## ACTIVITY
Once you have read the entries below, give them all again without any difference.

(DATA FOR REVIEW)

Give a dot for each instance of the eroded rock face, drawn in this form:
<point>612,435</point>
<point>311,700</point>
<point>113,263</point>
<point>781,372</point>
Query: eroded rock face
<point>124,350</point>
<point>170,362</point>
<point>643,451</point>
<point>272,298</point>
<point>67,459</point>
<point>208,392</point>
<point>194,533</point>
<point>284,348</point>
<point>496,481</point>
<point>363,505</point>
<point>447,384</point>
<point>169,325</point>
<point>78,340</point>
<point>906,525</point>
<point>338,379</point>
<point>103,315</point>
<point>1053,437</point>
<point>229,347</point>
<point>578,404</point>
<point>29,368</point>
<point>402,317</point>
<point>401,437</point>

(End DATA FOR REVIEW)

## TASK ANSWER
Give a dot for each instance of the eroded rock face, drawn in this form:
<point>612,435</point>
<point>311,700</point>
<point>113,263</point>
<point>781,372</point>
Query: eroded rock face
<point>124,350</point>
<point>170,362</point>
<point>643,451</point>
<point>272,298</point>
<point>67,459</point>
<point>208,392</point>
<point>194,533</point>
<point>284,348</point>
<point>496,481</point>
<point>363,505</point>
<point>447,384</point>
<point>169,325</point>
<point>78,340</point>
<point>906,525</point>
<point>338,379</point>
<point>103,315</point>
<point>1053,437</point>
<point>229,347</point>
<point>578,404</point>
<point>29,368</point>
<point>402,317</point>
<point>401,437</point>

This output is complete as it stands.